## What you have to do
Reproduce the records below word for word, beginning at the line that contains "Point to every instance of the theatre" and continuing through the end of the records.

## Dataset entries
^^^^^^^^^^^^^^^^

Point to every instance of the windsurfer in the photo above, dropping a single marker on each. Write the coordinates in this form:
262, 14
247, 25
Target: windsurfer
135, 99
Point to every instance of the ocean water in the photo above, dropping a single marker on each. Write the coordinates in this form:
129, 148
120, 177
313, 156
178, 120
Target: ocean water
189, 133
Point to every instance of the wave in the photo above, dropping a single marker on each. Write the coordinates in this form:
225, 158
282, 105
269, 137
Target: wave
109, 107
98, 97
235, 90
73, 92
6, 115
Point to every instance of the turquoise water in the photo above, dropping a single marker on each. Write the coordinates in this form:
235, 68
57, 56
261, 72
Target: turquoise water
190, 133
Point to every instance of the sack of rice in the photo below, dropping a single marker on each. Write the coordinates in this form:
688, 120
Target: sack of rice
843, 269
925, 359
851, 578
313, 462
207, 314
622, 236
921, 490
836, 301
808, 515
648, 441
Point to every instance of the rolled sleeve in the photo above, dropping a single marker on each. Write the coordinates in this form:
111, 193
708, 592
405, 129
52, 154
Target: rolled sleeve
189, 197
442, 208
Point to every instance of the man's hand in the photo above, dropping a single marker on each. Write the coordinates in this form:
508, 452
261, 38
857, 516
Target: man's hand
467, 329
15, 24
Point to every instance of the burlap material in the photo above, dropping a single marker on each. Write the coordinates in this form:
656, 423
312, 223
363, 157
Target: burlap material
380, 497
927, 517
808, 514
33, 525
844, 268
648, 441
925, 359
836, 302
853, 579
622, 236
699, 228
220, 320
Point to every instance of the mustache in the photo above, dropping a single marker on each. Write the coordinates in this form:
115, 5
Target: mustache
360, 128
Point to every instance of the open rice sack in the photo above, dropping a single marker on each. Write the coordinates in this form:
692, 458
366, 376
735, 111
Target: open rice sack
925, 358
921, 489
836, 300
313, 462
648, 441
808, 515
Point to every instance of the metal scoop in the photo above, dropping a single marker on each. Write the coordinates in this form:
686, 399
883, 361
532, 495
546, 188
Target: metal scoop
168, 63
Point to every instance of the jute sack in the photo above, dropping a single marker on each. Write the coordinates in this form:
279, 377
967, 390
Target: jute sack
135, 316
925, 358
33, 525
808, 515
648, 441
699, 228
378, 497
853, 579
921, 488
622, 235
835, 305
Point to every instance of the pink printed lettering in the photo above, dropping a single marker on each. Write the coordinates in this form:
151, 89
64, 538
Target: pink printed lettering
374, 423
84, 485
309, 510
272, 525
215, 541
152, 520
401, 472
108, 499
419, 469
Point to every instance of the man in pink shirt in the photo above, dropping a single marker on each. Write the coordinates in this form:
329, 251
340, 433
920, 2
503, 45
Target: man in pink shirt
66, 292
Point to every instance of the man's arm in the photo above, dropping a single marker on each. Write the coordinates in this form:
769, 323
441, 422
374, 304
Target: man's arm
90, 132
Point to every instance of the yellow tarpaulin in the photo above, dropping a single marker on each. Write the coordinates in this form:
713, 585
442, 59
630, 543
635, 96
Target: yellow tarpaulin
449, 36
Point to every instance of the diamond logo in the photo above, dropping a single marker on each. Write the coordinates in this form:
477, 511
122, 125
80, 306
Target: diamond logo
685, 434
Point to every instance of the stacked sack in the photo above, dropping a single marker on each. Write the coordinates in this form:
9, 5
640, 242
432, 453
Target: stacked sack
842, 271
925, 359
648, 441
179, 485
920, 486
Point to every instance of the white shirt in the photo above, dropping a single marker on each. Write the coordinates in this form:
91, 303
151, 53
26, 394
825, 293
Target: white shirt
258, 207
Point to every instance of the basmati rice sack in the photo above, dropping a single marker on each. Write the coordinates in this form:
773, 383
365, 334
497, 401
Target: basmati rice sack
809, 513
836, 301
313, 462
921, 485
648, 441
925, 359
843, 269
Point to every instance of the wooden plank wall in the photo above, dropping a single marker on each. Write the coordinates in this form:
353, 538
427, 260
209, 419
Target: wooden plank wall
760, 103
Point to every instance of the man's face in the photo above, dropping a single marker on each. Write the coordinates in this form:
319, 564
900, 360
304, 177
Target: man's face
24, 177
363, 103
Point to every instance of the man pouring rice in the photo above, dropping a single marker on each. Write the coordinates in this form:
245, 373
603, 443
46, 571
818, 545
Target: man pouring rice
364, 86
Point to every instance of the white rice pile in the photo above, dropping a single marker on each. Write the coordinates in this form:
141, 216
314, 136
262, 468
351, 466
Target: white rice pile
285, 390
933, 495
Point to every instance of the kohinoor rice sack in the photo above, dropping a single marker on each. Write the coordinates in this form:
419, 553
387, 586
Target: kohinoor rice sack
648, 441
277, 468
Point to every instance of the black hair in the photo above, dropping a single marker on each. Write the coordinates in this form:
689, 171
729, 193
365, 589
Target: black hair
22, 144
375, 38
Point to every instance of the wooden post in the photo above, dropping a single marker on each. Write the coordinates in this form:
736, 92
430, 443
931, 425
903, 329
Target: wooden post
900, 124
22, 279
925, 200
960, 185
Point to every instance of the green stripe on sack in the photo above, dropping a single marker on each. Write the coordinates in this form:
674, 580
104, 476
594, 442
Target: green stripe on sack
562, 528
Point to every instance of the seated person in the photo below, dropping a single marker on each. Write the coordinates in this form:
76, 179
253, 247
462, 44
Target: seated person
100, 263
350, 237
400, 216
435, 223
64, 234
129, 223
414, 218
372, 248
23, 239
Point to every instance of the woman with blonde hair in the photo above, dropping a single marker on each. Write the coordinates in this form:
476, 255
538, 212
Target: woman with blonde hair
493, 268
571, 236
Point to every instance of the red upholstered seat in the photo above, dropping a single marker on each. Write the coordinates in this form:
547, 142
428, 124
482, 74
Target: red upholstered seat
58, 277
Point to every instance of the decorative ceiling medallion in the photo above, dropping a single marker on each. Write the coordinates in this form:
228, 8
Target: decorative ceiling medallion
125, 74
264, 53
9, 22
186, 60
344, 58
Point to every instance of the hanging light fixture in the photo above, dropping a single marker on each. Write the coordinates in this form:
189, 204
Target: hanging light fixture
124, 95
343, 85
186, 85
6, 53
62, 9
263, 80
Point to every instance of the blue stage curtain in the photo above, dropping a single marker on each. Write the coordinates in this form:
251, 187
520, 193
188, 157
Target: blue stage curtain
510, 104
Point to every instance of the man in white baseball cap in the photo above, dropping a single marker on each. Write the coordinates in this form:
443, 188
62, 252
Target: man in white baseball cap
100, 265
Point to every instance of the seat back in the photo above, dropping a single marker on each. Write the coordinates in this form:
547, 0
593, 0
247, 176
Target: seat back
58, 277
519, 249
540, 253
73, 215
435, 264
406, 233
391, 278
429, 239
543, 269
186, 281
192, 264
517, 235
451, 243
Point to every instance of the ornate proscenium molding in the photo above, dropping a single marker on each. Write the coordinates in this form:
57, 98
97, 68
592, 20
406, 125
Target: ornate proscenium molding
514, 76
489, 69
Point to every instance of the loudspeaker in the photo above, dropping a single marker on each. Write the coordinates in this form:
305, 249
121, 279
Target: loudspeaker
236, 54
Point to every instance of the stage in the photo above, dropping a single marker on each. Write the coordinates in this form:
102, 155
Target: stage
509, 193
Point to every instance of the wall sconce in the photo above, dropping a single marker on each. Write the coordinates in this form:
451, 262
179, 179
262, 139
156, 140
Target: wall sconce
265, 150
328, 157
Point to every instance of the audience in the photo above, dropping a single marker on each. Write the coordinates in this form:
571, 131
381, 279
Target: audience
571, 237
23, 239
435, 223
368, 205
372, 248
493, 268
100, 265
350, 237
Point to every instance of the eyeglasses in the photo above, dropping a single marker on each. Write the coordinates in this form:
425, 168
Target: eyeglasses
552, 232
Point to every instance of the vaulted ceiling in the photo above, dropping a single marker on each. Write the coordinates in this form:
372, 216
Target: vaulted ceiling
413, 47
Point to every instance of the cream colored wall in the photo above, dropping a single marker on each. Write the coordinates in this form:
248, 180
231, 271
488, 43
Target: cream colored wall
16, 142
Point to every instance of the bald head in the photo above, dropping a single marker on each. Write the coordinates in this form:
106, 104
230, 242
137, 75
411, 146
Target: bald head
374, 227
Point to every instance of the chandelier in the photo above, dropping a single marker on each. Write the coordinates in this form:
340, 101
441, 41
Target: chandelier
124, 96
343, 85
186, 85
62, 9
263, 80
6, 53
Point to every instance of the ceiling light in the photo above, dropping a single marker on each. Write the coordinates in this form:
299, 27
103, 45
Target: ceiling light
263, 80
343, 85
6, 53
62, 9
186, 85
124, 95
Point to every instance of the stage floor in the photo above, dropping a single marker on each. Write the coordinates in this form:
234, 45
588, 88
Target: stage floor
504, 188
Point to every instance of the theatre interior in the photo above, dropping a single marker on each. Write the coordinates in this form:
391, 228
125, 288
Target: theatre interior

^^^^^^^^^^^^^^^^

## The completed task
Point to every instance of the theatre interior in the photo above, dropping a single marker on each. Write the coordinates in this form:
391, 228
125, 288
Target: theatre interior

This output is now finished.